- TASK DIRECTIONS -
Transcribe the lines below word for word, leaving the pictures out of your copy.

(Records of labeled points)

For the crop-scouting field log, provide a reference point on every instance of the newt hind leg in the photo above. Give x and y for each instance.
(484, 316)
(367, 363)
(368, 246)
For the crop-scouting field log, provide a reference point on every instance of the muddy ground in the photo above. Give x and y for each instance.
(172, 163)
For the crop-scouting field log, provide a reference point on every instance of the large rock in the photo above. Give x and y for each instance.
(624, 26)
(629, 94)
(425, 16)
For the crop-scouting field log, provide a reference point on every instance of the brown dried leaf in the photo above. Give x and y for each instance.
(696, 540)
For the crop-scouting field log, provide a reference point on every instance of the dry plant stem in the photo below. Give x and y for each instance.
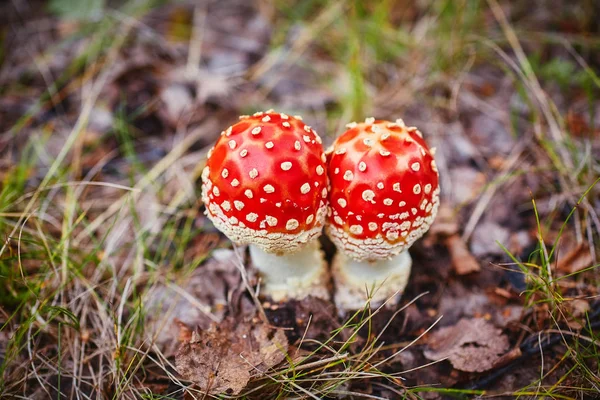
(294, 275)
(377, 280)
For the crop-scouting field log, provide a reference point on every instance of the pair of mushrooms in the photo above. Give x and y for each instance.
(269, 183)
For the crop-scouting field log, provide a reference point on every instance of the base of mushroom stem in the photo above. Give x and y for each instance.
(292, 276)
(379, 280)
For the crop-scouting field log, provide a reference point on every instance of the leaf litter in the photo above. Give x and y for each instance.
(225, 357)
(472, 345)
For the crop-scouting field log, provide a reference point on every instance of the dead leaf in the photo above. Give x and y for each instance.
(463, 261)
(224, 358)
(472, 345)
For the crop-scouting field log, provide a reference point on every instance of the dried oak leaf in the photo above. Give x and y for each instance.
(472, 345)
(224, 358)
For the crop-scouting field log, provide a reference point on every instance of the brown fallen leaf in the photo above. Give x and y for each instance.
(224, 358)
(463, 261)
(472, 345)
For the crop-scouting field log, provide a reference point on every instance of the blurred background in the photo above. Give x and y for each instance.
(107, 111)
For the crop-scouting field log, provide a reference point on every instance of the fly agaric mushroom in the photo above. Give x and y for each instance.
(384, 196)
(265, 184)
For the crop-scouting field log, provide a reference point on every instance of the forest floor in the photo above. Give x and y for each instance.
(113, 283)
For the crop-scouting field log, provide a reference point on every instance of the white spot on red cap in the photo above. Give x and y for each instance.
(356, 229)
(269, 189)
(271, 221)
(368, 195)
(251, 217)
(291, 224)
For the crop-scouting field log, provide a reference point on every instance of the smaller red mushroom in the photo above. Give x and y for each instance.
(384, 196)
(265, 184)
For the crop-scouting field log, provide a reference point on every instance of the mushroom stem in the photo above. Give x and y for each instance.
(294, 275)
(357, 281)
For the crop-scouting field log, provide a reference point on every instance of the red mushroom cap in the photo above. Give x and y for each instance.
(265, 182)
(384, 189)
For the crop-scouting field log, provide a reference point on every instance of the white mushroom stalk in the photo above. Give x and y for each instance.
(265, 184)
(384, 196)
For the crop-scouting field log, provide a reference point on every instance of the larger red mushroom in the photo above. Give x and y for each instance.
(384, 196)
(265, 184)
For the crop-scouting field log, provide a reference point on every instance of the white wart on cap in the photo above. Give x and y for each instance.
(384, 189)
(265, 183)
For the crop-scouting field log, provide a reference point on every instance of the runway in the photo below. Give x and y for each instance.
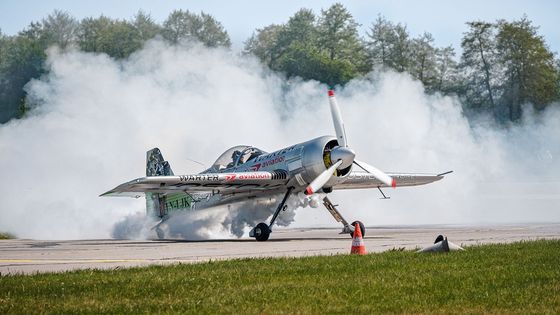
(23, 256)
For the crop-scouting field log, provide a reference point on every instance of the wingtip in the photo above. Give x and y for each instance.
(445, 173)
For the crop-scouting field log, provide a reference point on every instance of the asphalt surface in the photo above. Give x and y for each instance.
(21, 256)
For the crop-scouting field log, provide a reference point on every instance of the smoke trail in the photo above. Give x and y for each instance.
(95, 118)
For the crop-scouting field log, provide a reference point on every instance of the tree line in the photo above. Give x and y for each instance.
(503, 64)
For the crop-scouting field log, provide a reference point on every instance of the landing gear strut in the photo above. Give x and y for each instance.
(347, 229)
(262, 231)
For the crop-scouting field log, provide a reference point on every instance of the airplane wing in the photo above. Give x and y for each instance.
(359, 180)
(223, 182)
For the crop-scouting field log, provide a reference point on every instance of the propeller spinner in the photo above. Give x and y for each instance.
(343, 155)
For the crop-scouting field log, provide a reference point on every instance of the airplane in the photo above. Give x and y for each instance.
(244, 173)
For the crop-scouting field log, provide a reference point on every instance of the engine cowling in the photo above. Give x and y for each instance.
(321, 153)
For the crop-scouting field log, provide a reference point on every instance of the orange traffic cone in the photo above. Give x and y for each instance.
(358, 246)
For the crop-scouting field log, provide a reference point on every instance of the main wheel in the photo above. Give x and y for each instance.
(262, 232)
(362, 228)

- WRITTEN RESPONSE -
For the crop-scouting field log, provide a reference point on every instance of the newt hind leg in the photo above. Give x and y for each instance.
(484, 316)
(367, 363)
(368, 246)
For the crop-scouting field log, provide a reference point on every instance of the muddy ground in the photo above. Give x and y for each instance.
(172, 163)
For the crop-scouting field log, provide a reference point on every instance of the large rock in the photo above. Give x and y for each instance.
(624, 26)
(629, 94)
(425, 16)
For the crop-scouting field log, provide a reference point on every instance of the brown dried leaf in the photo above. Give x and y for each instance.
(696, 540)
For the crop-scouting field log, provide a reference point on every instance of the dry plant stem in the photo below. Give x and y for each instance.
(294, 275)
(377, 280)
For the crop-scouting field log, provide a reference point on every instance of the pair of mushrooms in the photo above. Give x and y for each instance.
(269, 183)
For the crop-scouting field log, provide a reference point on every instance of the base of mushroom stem in the photo above. Give x and y for each instance.
(292, 276)
(379, 280)
For the crop-scouting field log, provide a reference point on every instance of the leaf litter in the photo above. Give x and y for each instance.
(225, 357)
(472, 345)
For the crop-scouting field log, provide a reference point on every instance of the dead leaf in the photo above. Give x and y for each instance.
(463, 261)
(224, 358)
(472, 345)
For the crop-scouting field log, provide a reference point on every instance of the dried oak leaf in the photo above. Give x and y for each instance.
(472, 345)
(224, 358)
For the crop-scouting field log, provide a reference point on every instance of the brown fallen leaf in the photo above. Give x and y for each instance.
(224, 358)
(463, 261)
(472, 345)
For the crop-scouting field log, provide a reference point on every instance of the blurred background in the photo above. Give x and y for each instance.
(107, 111)
For the crop-scouting field log, provide a reference point on every instance of the fly agaric mushroom in the photo above. Give x and y for each instance.
(384, 196)
(265, 184)
For the crop-scouting field log, provide a reference point on every instance of the forest floor in the photo above. Give x and y for each instance.
(113, 283)
For the crop-scouting field log, provide a reference point on every instance of the white spot on red cap in the photo above. Give x and y for each instance.
(356, 229)
(269, 189)
(271, 221)
(368, 195)
(251, 217)
(291, 224)
For the crop-scouting field log, provide a reference point on every instance of the smaller red mushroom in the photo above. Give x and y for each instance.
(384, 196)
(265, 184)
For the crop-scouting field log, provide a reference point on every instance of the mushroom stem in the photo above. Give x and y for each instance.
(294, 275)
(357, 281)
For the crop-scouting field log, provide a reference point on every instance of the red mushroom cap in the photo above. Give x and y for each instance.
(265, 182)
(384, 189)
For the crop-scouting field log, provide a reference point on every instance of the white mushroom stalk in the photo above. Give x and y for each instance.
(265, 184)
(384, 196)
For the crop-scouting field log, provide a reference point on every instance of the larger red mushroom in the photo above. Give x and y for each instance.
(384, 196)
(265, 184)
For the crop-scouting field log, provide a reference point on every instance of the white wart on cap in the photo above. Give x and y for each instance.
(384, 189)
(265, 183)
For the crop-scouting field log, provide a reference point on every instance of the runway in the photo below. Give x and y for each instance.
(23, 256)
For the crop-scouting field log, provide a reference point on every instance of the wingtip in the photo above. Give x and y for each instance.
(445, 173)
For the crop-scouting field log, provide a reference point on every instance of the asphalt surface in the photo above. Give x and y for each instance.
(21, 256)
For the crop-scouting field log, provide a reference point on every instance of the smoke trail in the photo above. Give x and y for each instance.
(95, 118)
For the crop-scouting field log, provide a reference point on every instance of the tree line in the photo above. Give x and y for each instance.
(503, 64)
For the crop-scouting field log, provide a reference point on every instance of the landing gear strut in the photo above. Give x and y for each instance.
(347, 229)
(262, 231)
For the crop-scouting field log, provide a reference point on every instance of the airplane wing in the photo above. Give x and y for each instance.
(359, 180)
(223, 182)
For the crop-scouting field log, provide a reference point on every instance of the propeller spinner in the photo above. Give x and y for each instance.
(343, 155)
For the crop-scouting field log, provide a reference point on every instance of the airplane in the photo above. Give x and y for each instance.
(244, 173)
For the crop-scouting field log, provide a reference point on every instance of the engine cowling in the photo above. Give x and y for each instance.
(321, 153)
For the crop-scouting field log, provide a reference point on every instance of the orange traffic cone in the photo above. Give x and y for each instance.
(358, 246)
For the crop-scouting field log, provide a reference point on every instance of the main wheel in the photo above. Give x and y for each instance.
(262, 232)
(362, 228)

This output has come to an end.